### REQUIRED WORK
Show each line below that contains the word "instance", copied in full.

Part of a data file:

===============

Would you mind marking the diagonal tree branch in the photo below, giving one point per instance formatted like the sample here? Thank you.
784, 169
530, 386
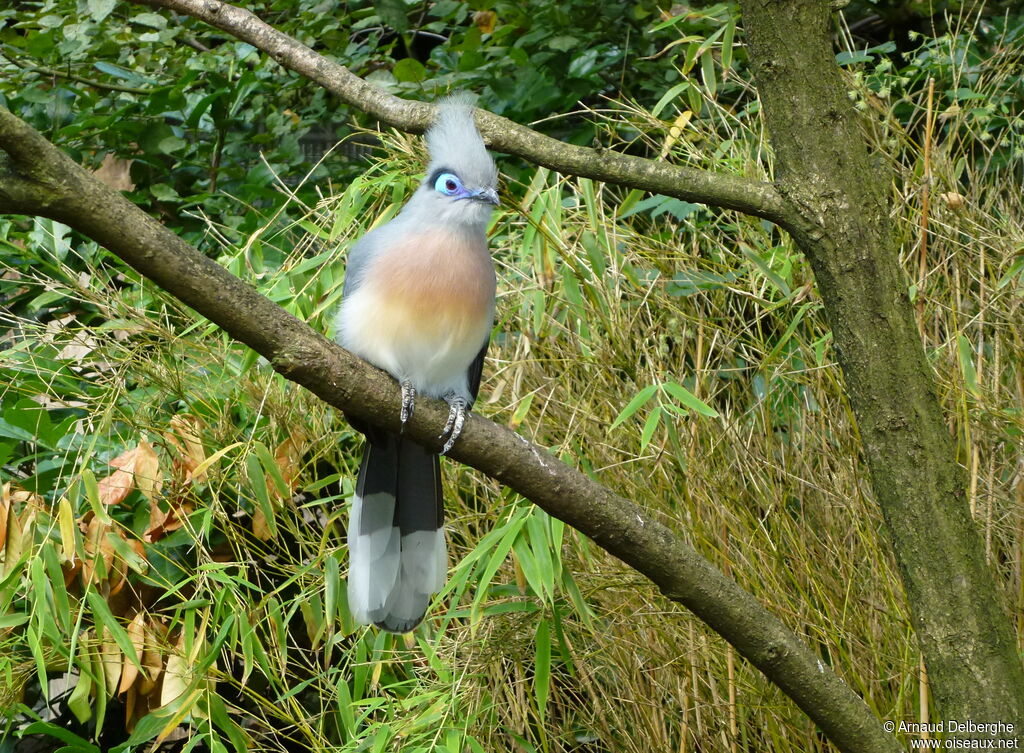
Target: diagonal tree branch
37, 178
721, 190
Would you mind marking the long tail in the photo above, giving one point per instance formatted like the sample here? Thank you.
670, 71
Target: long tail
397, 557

===============

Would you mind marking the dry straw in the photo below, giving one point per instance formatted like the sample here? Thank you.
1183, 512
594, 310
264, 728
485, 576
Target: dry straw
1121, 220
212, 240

===============

### IN RESPONSE
Would you mind marking the diagonal tree branch in the photo below, giving one point per instance formatted like the sample here? Thank you.
Would you mind marking the long tail in the photo above, giving one point per instance formatted like the sample here? Thank you.
Would you mind marking the dry straw in the photo below, giving one point per instance formatted like the sample here? Thank you.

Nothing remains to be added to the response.